▶ **Passage shown**
--*--

Ran Out of Disk Space & Unable to Connect to the Master Partition to Drop Tables

ymonye · June 23, 2020, 2:27pm

Hi,

It appears one of our queries used more than expected data overnight, resulting in our hard drives nearly filling up in space. The database & nodes appear in a critical space according to the MemSQL Studio dashboard, and restarting those nodes via memsql-admin returns no luck.

Is there a way to connect to this node “offline” and drop tables while it’s in a critical state? The current hard disk if fairly large, as we’re unable to simply copy everything to an even larger RAID array. I don’t see any other unused files we could possibly delete, as 100% of this RAID array is dedicated to MemSQL.

Here’s the error I see when attempting to drop a table:

ERROR 1772 ER_DISTRIBUTED_PARTITION_MOVE_FAILED: Failed to find a master partition for db_data

adam · June 23, 2020, 2:40pm

Hi ymonye,

Which version of memsql are you running?

There are two things you can try to free up disk space.

If running MemSQL 7.0 or higher set snapshots_to_keep to 1 on all nodes. This should free up a bunch of disk space almost right away and hopefully allow you to delete some data. This doesn’t work in memsql 6.X.
Manually drop slave partitions via DROP PARTITION db_name:X on 'host':port . You’ll need to do this very carefully (don’t accidentally drop a master partition). You can see which hosts have slave partitions via select * from information_schema.distributed_partitions where ROLE='Slave';. You can restore the slave partitions via RESTORE REDUNDANCY when done freeing up some disk space.

ymonye · June 23, 2020, 4:26pm

I’m on 7.1.3. I will try the 1st, then second option, thanks

ymonye · June 23, 2020, 7:15pm

Is there an elegant way of setting the snapshots_to_keep variable to 1? I searched across the documentation online, only saw it referenced via the database call memsql> SHOW VARIABLES;

Thanks

adam · June 23, 2020, 7:32pm

I assume your using memsql tools and not ops? You can use this if so (ops has equivalent functionality if your using ops):

ymonye · June 23, 2020, 7:52pm

Thank you, that did the trick & I was able to restart the nodes to then delete the extra tables.

--*--

▶ **Excerpted records**
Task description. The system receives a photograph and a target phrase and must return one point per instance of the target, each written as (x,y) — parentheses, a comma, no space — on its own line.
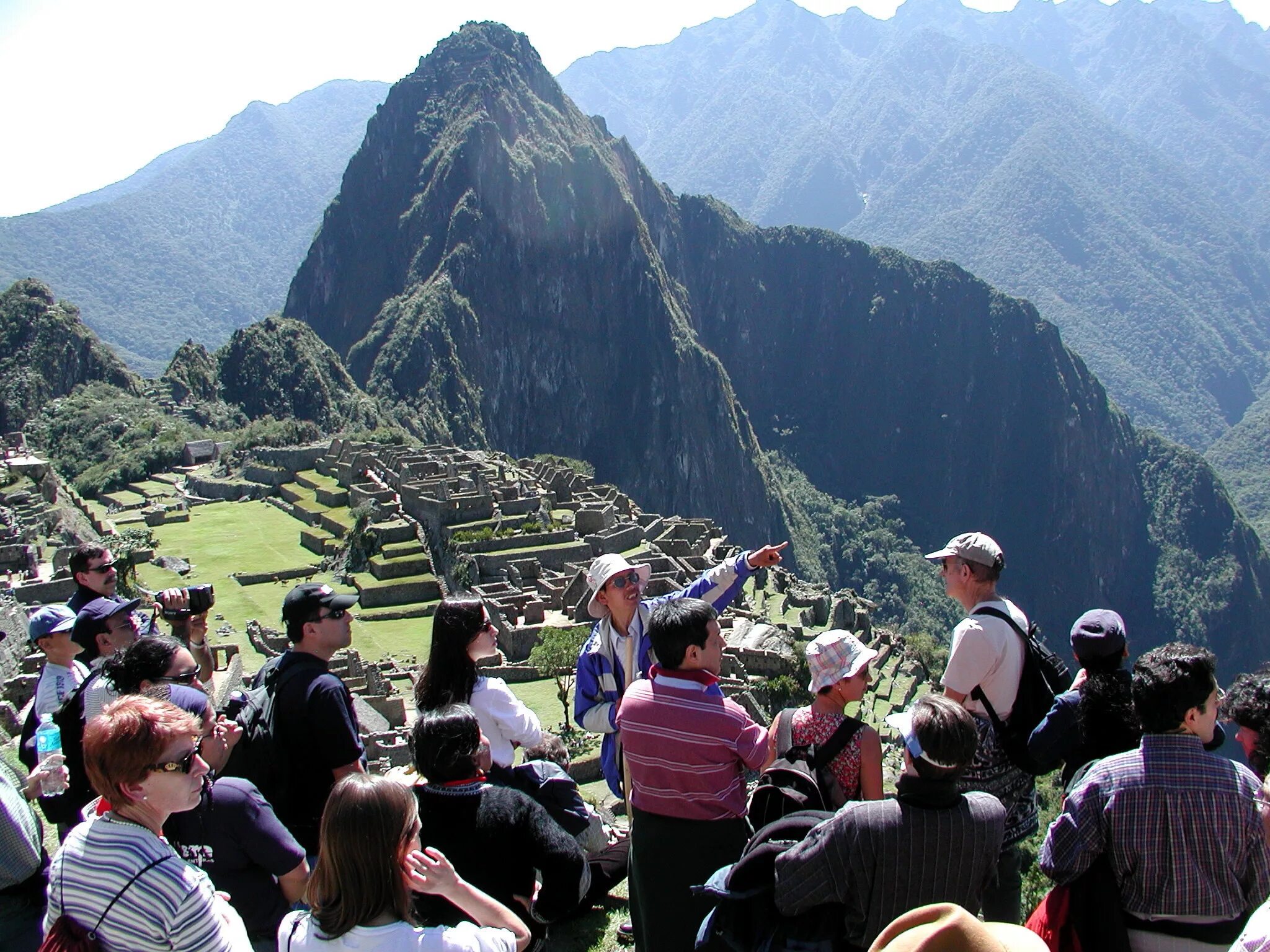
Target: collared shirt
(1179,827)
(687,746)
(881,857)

--*--

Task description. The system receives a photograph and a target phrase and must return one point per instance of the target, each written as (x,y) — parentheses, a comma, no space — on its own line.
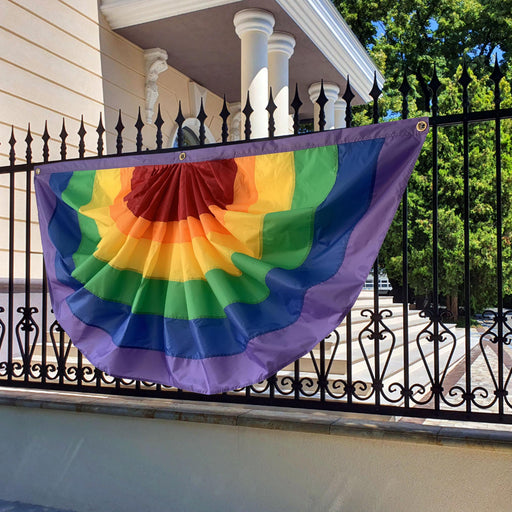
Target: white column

--*--

▶ **Stated problem**
In the forum thread, rewrite the passage starting at "Which version of" and ending at "in memsql 6.X.", replacing "version" with "release".

▶ **Exercise solution**
Which release of memsql are you running?

There are two things you can try to free up disk space.

If running MemSQL 7.0 or higher set snapshots_to_keep to 1 on all nodes. This should free up a bunch of disk space almost right away and hopefully allow you to delete some data. This doesn’t work in memsql 6.X.